EXTRAIT DU DOCUMENT.
....

Du courage des femmes.
I tell thee proud templar, that not in thy fiercest battles hadst thou displayed more of thy vaunted courage, than has been shewn by woman when called upon to suffer by affection or duty.
Ivanhoe, tome 3, page 220.


Je me souviens d’avoir rencontré la phrase suivante dans un livre d’histoire : « Tous les hommes perdaient la tête ; c’est le moment où les femmes prennent sur eux une incontestable supériorité. »

Leur courage a une réserve qui manque à celui de leur amant ; elles se piquent d’amour-propre à son égard, et trouvent tant de plaisir à pouvoir dans le feu du danger le disputer de fermeté à l’homme qui les blesse souvent par la fierté de sa protection et de sa force, que l’énergie de cette jouissance les élève au-dessus de la crainte quelconque qui, dans ce moment, fait la faiblesse des hommes. Un homme aussi, s’il recevait un tel secours dans un tel moment, se montrerait supérieur à tout ; car la peur n’est jamais dans le danger, elle est dans nous.

Ce n’est pas que je prétende déprécier le courage des femmes, j’en ai vu, dans l’occasion, de supérieures aux hommes les plus braves. Il faut seulement qu’elles aient un homme à aimer ; comme elles ne sentent plus que par lui, le danger direct et personnel le plus atroce devient pour elles comme une rose à cueillir en sa présence[1].

J’ai trouvé aussi chez des femmes qui n’aimaient pas, l’intrépidité la plus froide, la plus étonnante, la plus exempte de nerfs.

Il est vrai que je pensais qu’elles ne sont si braves que parce qu’elles ignorent l’ennui des blessures.

Quant au courage moral, si supérieur à l’autre, la fermeté d’une femme qui résiste à son amour est seulement la chose la plus admirable qui puisse exister sur la terre. Toutes les autres marques possibles de courage sont des bagatelles auprès d’une chose si fort contre nature et si pénible. Peut-être trouvent-elles des forces dans cette habitude des sacrifices que la pudeur fait contracter.

Un malheur des femmes, c’est que les preuves de ce courage restent toujours secrètes, et soient presque indivulgables.

....

DONNÉES FOURNIES.
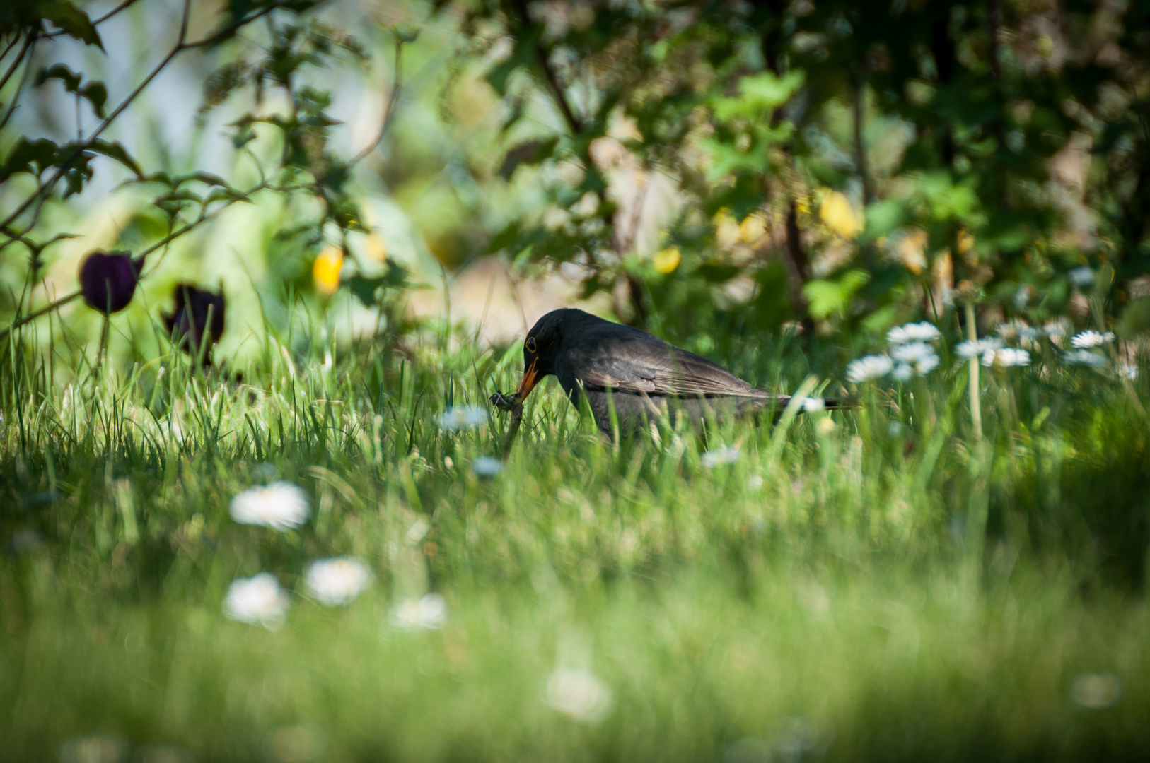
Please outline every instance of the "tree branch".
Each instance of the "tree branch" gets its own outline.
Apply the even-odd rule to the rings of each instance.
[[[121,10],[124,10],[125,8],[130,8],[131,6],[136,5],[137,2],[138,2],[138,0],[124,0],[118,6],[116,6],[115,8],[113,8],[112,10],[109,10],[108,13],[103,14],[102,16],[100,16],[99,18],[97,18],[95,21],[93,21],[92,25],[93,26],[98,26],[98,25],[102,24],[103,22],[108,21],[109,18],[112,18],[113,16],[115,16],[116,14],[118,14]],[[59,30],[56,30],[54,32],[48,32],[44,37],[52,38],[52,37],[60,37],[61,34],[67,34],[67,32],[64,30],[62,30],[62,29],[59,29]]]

....

CONSIGNES DE L'EXERCICE.
A. Répondez aux questions suivantes sur l'extrait consacré au courage des femmes :
(i) Dans quel type d'ouvrage la phrase citée entre guillemets a-t-elle été rencontrée ?
(ii) Selon l'extrait, où la peur ne se trouve-t-elle jamais, et où se trouve-t-elle ?
(iii) Quel malheur des femmes le dernier paragraphe mentionne-t-il ?
B. Recopiez fidèlement le passage de l'extrait sur le courage des femmes qui commence par « Leur courage a » et se termine par « en sa présence[1]. ».
C. Résumez en deux phrases l'extrait sur le courage des femmes.

RÉPONSES AUX CONSIGNES.
A.
(i) Dans un livre d'histoire.
(ii) La peur n'est jamais dans le danger, elle est « dans nous ».
(iii) Les preuves de leur courage moral restent toujours secrètes et sont presque indivulgables.

B.
Leur courage a une réserve qui manque à celui de leur amant ; elles se piquent d’amour-propre à son égard, et trouvent tant de plaisir à pouvoir dans le feu du danger le disputer de fermeté à l’homme qui les blesse souvent par la fierté de sa protection et de sa force, que l’énergie de cette jouissance les élève au-dessus de la crainte quelconque qui, dans ce moment, fait la faiblesse des hommes. Un homme aussi, s’il recevait un tel secours dans un tel moment, se montrerait supérieur à tout ; car la peur n’est jamais dans le danger, elle est dans nous.

Ce n’est pas que je prétende déprécier le courage des femmes, j’en ai vu, dans l’occasion, de supérieures aux hommes les plus braves. Il faut seulement qu’elles aient un homme à aimer ; comme elles ne sentent plus que par lui, le danger direct et personnel le plus atroce devient pour elles comme une rose à cueillir en sa présence[1].

C. Selon l'extrait, les femmes, surtout lorsqu'elles ont un homme à aimer, peuvent montrer dans le danger un courage supérieur à celui des hommes les plus braves, et certaines femmes qui n'aimaient pas ont aussi fait preuve de l'intrépidité la plus froide. L'extrait juge cependant que la fermeté d'une femme qui résiste à son amour est la chose la plus admirable sur terre, mais que les preuves de ce courage restent toujours secrètes.